== Data ==

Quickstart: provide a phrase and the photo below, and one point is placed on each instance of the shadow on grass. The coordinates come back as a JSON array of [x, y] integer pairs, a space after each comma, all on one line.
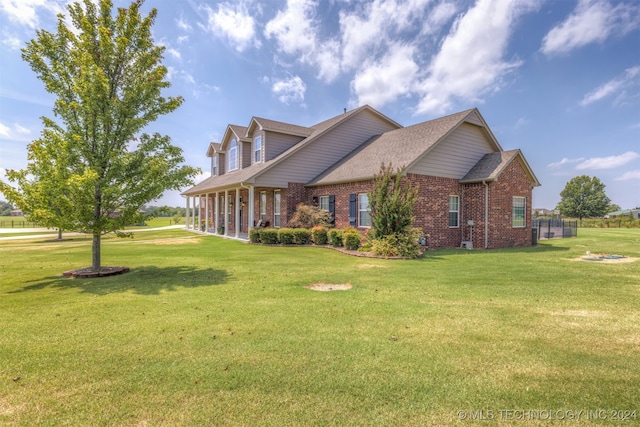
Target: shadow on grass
[[144, 280], [437, 254]]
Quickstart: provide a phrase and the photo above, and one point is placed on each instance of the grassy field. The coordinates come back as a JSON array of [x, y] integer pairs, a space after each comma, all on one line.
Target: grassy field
[[206, 331], [19, 225]]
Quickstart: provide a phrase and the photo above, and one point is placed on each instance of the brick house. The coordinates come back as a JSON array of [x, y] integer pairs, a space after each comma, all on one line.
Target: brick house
[[471, 192]]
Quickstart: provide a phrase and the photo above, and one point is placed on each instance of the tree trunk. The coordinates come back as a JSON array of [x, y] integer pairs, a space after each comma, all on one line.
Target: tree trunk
[[95, 252]]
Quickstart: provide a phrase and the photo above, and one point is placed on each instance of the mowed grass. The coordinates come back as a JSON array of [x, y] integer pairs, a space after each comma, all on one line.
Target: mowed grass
[[206, 331]]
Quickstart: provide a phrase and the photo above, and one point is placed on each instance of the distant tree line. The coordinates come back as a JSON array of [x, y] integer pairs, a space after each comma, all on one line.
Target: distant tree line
[[165, 211], [156, 211], [5, 208]]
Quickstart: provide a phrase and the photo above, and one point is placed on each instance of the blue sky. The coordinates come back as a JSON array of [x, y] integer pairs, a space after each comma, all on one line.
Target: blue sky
[[559, 79]]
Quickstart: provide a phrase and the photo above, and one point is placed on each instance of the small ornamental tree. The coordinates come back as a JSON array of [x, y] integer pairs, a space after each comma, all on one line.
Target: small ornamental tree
[[391, 203], [93, 169], [584, 197]]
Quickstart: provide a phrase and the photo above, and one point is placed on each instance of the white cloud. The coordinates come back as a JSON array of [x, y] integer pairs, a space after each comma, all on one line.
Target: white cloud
[[470, 62], [12, 42], [296, 34], [380, 82], [441, 14], [593, 21], [291, 90], [233, 22], [183, 25], [610, 162], [26, 12], [15, 132], [614, 86], [173, 52], [628, 176], [370, 30], [293, 28], [565, 161]]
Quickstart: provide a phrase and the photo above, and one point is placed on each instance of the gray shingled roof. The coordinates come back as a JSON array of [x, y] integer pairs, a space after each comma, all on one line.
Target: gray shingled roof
[[491, 165], [400, 147], [249, 174], [213, 146], [281, 127], [240, 131]]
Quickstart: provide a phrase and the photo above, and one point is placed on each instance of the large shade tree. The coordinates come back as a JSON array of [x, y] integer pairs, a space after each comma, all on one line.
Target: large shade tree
[[584, 197], [92, 169]]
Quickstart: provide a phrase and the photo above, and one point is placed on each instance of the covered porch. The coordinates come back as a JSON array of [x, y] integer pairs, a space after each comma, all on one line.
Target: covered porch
[[232, 212]]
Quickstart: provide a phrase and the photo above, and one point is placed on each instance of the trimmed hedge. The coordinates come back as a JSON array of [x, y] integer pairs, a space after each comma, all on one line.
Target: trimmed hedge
[[351, 240], [254, 235], [285, 236], [301, 236], [319, 235], [335, 237], [269, 236]]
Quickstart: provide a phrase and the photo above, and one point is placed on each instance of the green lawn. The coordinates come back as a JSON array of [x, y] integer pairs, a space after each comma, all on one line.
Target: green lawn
[[206, 331]]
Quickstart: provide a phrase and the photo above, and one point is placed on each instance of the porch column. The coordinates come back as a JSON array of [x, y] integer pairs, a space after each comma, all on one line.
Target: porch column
[[237, 212], [251, 213], [199, 211], [186, 210], [216, 219], [226, 210], [207, 213]]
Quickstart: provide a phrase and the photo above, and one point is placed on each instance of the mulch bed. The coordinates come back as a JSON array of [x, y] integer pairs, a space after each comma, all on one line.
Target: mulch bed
[[89, 272]]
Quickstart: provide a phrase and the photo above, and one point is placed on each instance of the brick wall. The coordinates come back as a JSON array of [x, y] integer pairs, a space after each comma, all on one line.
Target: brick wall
[[513, 181], [341, 192], [432, 208]]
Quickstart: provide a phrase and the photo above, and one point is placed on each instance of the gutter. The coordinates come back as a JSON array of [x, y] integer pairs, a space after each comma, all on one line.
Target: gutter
[[486, 214]]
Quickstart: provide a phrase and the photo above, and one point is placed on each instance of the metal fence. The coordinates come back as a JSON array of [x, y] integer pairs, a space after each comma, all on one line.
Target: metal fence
[[555, 227]]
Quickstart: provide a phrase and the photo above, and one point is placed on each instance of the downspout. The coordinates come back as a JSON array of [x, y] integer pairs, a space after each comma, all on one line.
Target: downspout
[[486, 214], [251, 203]]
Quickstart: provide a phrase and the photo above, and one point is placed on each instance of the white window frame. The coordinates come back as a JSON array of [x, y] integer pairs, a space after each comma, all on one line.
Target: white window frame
[[276, 208], [454, 210], [263, 206], [324, 203], [257, 149], [364, 216], [518, 212], [233, 155]]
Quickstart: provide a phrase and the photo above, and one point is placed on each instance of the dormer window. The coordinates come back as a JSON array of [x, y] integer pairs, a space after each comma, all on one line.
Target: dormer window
[[257, 149], [233, 155]]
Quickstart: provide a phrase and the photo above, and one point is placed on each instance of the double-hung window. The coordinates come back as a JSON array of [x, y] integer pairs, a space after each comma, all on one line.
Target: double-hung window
[[364, 217], [454, 211], [263, 206], [324, 203], [257, 149], [519, 208], [276, 208], [233, 155]]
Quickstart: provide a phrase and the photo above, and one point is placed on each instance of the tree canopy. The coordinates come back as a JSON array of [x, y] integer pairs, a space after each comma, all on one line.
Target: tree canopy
[[92, 169], [584, 197]]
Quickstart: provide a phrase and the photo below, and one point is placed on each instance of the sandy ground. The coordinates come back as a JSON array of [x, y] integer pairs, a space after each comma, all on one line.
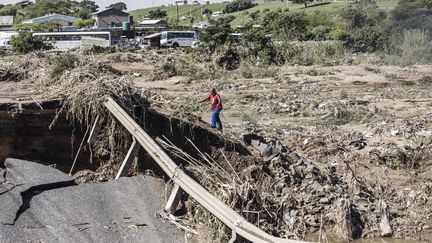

===

=== Task requirements ===
Indicate how many lines in the records above contain the word "below", giving only the number.

=== Written response ===
2